Your task:
Counting case-sensitively, how many lines in the items below contain the word "white"? Reply with the number alone.

-----

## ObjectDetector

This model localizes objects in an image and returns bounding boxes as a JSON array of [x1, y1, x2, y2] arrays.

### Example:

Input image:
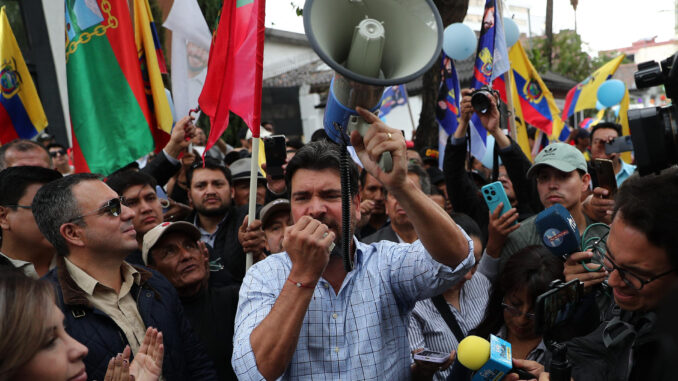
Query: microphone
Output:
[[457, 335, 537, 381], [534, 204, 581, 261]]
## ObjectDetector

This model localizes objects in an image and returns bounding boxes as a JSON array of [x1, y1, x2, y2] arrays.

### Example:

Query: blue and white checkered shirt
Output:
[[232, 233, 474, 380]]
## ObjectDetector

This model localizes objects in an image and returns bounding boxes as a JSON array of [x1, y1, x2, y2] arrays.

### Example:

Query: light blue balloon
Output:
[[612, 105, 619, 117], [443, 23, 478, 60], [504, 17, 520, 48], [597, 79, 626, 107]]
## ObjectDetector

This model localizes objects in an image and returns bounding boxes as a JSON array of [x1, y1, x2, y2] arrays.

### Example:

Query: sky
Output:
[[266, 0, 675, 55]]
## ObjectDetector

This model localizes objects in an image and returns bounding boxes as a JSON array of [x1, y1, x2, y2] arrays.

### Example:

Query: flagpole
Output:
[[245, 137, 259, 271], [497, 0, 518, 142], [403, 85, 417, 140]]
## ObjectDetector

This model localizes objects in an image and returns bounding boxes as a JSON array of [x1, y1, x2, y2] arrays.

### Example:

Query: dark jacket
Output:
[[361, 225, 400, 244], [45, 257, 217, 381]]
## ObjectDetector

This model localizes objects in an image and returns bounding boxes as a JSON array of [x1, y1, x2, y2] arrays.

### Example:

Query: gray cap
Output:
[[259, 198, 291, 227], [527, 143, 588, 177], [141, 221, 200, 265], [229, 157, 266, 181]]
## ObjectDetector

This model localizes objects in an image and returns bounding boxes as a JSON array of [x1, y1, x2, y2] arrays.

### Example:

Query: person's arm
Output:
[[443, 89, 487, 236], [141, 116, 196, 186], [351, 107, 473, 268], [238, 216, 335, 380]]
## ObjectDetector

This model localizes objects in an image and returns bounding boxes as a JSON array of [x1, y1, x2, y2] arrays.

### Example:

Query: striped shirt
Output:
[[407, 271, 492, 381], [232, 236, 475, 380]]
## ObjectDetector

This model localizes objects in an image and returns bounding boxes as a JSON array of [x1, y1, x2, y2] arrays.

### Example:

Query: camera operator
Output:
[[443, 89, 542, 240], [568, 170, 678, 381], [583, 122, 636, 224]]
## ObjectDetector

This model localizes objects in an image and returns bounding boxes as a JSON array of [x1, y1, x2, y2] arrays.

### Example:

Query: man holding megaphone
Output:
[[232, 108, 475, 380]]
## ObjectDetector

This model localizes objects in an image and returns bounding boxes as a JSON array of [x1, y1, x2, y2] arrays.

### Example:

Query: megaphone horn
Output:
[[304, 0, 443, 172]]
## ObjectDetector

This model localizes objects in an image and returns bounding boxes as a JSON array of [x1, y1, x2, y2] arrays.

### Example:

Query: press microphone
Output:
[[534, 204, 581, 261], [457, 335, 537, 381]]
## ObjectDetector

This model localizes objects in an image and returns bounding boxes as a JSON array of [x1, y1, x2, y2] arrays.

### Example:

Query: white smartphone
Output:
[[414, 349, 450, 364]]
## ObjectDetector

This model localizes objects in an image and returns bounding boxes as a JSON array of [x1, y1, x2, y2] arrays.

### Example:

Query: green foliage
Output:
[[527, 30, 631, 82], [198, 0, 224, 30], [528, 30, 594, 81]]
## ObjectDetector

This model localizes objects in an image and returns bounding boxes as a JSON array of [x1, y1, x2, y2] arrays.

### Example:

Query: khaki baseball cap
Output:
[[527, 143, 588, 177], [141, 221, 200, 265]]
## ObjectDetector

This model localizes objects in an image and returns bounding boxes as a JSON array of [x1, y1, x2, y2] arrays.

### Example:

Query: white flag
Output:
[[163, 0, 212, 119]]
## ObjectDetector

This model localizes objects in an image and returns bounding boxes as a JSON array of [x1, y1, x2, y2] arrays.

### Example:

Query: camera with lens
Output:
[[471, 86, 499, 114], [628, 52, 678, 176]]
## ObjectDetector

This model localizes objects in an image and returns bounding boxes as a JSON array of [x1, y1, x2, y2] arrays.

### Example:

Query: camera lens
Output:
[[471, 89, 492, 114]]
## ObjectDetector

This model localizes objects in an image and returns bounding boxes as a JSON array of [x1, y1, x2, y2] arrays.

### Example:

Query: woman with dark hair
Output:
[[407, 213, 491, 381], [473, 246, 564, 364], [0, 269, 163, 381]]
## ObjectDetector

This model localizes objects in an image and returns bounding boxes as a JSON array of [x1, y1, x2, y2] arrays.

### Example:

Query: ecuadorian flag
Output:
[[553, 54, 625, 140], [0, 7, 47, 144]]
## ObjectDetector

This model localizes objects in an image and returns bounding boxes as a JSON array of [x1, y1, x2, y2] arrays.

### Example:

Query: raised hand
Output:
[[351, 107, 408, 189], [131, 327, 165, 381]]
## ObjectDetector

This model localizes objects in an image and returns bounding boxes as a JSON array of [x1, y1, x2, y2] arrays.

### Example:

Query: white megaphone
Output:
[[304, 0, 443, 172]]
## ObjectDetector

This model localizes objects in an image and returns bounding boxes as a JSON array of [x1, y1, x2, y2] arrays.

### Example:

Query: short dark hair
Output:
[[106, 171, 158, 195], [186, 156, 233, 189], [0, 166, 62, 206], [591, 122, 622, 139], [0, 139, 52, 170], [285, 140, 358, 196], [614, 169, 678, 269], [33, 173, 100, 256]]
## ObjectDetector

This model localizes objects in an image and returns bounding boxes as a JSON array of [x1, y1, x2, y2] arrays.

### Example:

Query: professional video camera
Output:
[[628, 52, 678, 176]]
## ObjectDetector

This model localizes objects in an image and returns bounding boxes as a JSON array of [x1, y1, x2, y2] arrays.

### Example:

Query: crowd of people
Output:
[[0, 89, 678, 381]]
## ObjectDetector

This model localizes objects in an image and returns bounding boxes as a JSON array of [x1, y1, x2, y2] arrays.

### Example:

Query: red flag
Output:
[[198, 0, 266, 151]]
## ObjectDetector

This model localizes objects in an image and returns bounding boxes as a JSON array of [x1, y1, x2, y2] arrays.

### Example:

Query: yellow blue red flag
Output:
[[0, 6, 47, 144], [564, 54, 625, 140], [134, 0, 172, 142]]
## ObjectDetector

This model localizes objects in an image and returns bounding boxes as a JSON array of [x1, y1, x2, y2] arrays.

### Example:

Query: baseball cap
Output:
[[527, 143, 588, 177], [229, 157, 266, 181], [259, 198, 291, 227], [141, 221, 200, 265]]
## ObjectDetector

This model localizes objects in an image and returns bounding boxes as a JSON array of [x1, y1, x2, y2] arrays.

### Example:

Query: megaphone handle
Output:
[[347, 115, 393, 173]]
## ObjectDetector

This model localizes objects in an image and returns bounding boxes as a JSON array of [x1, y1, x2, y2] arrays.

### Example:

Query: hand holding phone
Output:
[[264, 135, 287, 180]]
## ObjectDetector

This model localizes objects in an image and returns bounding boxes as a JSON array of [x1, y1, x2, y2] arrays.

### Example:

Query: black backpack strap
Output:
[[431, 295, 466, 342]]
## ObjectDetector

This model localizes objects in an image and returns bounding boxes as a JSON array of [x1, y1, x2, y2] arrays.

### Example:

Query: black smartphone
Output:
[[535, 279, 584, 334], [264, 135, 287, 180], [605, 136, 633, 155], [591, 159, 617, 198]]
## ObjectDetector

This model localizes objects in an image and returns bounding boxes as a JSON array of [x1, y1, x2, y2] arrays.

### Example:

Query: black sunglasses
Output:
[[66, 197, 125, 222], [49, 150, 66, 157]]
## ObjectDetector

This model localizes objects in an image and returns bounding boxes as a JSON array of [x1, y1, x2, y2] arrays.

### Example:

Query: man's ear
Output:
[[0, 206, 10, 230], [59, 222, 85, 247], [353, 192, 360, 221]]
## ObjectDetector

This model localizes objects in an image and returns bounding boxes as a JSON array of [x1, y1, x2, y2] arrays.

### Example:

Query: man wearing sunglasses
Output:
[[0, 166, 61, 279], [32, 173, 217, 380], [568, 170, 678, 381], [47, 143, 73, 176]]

-----

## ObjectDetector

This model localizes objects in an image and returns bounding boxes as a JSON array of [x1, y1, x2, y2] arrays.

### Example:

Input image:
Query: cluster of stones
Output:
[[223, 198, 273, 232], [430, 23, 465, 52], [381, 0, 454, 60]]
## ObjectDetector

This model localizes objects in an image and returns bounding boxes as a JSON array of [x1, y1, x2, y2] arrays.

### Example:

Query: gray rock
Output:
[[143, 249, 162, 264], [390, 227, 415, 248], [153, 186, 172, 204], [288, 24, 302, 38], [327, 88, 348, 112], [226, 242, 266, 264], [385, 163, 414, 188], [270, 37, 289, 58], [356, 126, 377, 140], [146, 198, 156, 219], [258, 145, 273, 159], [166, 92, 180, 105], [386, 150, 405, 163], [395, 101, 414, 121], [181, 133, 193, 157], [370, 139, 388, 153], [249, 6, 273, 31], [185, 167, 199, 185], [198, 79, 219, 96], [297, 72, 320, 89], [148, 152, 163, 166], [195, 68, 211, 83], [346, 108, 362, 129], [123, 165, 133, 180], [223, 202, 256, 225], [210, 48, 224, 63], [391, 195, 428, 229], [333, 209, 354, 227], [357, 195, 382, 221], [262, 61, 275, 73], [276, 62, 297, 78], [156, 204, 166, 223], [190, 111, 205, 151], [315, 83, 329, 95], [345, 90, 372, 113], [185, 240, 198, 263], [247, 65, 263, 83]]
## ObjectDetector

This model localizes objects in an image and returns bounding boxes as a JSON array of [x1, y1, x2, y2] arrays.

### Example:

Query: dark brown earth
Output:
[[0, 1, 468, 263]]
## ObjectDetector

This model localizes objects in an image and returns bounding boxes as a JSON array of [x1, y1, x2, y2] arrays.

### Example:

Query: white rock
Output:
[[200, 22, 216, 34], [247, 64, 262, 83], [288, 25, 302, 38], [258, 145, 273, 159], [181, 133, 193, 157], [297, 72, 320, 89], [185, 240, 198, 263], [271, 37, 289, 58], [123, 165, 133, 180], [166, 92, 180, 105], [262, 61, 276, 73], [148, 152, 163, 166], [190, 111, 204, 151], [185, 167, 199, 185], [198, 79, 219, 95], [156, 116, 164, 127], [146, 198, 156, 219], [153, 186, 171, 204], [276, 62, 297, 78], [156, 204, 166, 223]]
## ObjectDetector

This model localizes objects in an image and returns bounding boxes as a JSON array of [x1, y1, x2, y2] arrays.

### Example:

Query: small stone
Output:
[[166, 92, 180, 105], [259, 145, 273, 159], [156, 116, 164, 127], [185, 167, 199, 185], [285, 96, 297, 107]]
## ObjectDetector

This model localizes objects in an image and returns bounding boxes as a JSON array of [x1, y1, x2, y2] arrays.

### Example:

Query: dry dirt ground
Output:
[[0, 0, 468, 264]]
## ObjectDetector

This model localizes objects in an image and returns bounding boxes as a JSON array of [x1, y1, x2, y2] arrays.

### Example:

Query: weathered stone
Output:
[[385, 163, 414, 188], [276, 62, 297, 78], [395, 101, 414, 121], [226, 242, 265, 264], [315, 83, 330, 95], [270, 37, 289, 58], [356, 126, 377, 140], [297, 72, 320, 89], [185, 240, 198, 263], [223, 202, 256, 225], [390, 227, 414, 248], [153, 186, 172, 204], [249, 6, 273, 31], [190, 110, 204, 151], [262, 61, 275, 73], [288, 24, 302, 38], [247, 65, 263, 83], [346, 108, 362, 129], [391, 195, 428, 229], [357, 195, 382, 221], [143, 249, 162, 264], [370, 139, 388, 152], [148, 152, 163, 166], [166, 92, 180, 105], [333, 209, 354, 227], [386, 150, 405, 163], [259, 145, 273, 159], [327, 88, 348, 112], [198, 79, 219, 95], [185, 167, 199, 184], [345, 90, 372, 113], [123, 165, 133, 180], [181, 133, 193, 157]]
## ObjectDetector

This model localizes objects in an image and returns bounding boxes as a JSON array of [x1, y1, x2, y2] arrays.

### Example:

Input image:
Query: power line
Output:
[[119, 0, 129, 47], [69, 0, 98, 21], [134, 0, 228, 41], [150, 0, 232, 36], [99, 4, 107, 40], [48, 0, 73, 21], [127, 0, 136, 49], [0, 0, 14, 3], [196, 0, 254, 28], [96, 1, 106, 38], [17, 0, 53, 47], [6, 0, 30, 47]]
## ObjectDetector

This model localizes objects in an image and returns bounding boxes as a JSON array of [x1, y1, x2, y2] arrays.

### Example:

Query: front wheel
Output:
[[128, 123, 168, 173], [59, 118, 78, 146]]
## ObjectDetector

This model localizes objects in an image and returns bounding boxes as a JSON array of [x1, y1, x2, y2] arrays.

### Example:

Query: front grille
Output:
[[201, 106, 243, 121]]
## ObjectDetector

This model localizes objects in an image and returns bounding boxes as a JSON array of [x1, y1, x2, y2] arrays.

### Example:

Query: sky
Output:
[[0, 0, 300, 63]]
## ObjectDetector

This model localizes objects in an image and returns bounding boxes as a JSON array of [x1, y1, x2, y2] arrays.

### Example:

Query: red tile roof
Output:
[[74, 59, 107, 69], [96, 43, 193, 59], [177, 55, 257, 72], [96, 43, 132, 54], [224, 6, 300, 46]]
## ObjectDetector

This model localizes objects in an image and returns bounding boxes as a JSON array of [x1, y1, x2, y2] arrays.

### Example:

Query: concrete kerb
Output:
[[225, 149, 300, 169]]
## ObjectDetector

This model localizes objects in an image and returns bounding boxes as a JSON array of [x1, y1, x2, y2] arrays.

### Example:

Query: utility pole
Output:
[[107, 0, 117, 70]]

-----

Solution to this problem:
5